* Work to complete *
Could you turn the data between the line containing "--target distant boat" and the end of the data, inclusive, into a two-column CSV with headers input and output? Give one row for each text and its answer, with each value in a single quoted field and line breaks replaced by spaces.

* Supplied records *
------------------------------

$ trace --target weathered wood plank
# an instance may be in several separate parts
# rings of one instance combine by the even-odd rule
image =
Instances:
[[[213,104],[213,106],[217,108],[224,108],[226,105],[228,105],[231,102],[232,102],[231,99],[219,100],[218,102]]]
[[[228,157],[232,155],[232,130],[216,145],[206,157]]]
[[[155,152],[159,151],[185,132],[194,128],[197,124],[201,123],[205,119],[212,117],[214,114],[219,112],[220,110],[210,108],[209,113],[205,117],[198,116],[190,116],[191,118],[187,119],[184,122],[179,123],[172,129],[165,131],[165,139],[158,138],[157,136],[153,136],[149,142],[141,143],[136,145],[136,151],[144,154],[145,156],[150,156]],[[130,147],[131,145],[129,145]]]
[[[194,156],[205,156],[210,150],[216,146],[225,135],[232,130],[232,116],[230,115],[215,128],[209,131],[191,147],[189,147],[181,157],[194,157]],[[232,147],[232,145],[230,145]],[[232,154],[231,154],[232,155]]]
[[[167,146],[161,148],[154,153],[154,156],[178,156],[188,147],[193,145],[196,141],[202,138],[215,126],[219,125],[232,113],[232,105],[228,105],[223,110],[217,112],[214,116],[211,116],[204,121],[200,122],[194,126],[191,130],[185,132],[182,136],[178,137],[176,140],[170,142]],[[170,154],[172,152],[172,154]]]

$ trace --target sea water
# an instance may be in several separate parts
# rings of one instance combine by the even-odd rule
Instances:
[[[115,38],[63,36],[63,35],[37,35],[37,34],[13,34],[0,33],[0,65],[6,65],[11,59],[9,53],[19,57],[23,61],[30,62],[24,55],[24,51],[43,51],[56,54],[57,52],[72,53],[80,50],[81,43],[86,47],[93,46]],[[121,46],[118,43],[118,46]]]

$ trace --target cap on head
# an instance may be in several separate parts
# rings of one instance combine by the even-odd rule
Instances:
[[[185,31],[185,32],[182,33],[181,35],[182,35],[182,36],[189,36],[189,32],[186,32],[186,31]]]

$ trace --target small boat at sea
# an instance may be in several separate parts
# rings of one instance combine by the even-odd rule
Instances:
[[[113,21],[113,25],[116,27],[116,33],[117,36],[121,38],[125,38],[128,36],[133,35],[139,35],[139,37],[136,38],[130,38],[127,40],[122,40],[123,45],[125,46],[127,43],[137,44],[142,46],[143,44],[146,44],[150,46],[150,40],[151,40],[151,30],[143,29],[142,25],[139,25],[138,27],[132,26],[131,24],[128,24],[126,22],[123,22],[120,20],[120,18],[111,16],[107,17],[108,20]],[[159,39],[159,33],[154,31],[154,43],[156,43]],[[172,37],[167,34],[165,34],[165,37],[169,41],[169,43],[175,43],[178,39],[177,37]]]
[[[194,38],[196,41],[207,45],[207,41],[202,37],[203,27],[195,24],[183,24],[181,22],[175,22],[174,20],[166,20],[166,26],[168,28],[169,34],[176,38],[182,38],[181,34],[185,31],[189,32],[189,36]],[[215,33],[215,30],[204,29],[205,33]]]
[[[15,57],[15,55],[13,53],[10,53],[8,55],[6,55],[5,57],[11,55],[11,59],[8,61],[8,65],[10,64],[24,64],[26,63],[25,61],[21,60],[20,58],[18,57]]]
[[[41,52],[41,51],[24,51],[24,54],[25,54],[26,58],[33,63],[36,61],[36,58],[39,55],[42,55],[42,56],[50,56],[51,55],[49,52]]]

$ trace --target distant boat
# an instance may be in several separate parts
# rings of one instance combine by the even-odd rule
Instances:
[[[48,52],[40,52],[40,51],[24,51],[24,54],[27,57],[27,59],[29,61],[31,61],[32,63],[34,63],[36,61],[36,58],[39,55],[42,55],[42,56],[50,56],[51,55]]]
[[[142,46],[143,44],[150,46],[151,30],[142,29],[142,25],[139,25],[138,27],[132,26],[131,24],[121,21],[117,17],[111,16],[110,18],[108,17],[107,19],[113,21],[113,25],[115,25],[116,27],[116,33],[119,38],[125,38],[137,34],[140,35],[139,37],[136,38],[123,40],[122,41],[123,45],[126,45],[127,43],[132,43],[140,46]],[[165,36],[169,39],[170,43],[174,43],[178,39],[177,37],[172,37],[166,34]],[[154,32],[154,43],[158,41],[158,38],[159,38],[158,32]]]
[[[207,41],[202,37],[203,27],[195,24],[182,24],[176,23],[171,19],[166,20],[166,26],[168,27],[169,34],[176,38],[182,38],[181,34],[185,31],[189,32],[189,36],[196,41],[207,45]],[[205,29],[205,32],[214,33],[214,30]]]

------------------------------

* Finished answer *
input,output
"$ trace --target distant boat # an instance may be in several separate parts # rings of one instance combine by the even-odd rule Instances:","[[[48,52],[40,52],[40,51],[24,51],[24,54],[27,57],[27,59],[29,61],[31,61],[32,63],[34,63],[36,61],[36,58],[39,55],[42,55],[42,56],[50,56],[51,55]]] [[[142,46],[143,44],[150,46],[151,30],[142,29],[142,25],[139,25],[138,27],[132,26],[131,24],[121,21],[117,17],[111,16],[110,18],[108,17],[107,19],[113,21],[113,25],[115,25],[116,27],[116,33],[119,38],[125,38],[137,34],[140,35],[139,37],[136,38],[123,40],[122,41],[123,45],[126,45],[127,43],[132,43],[140,46]],[[165,36],[169,39],[170,43],[174,43],[178,39],[177,37],[172,37],[166,34]],[[154,32],[154,43],[158,41],[158,38],[159,38],[158,32]]] [[[207,41],[202,37],[203,27],[195,24],[182,24],[176,23],[171,19],[166,20],[166,26],[168,27],[169,34],[176,38],[182,38],[181,34],[185,31],[189,32],[189,36],[196,41],[207,45]],[[205,29],[205,32],[214,33],[214,30]]]"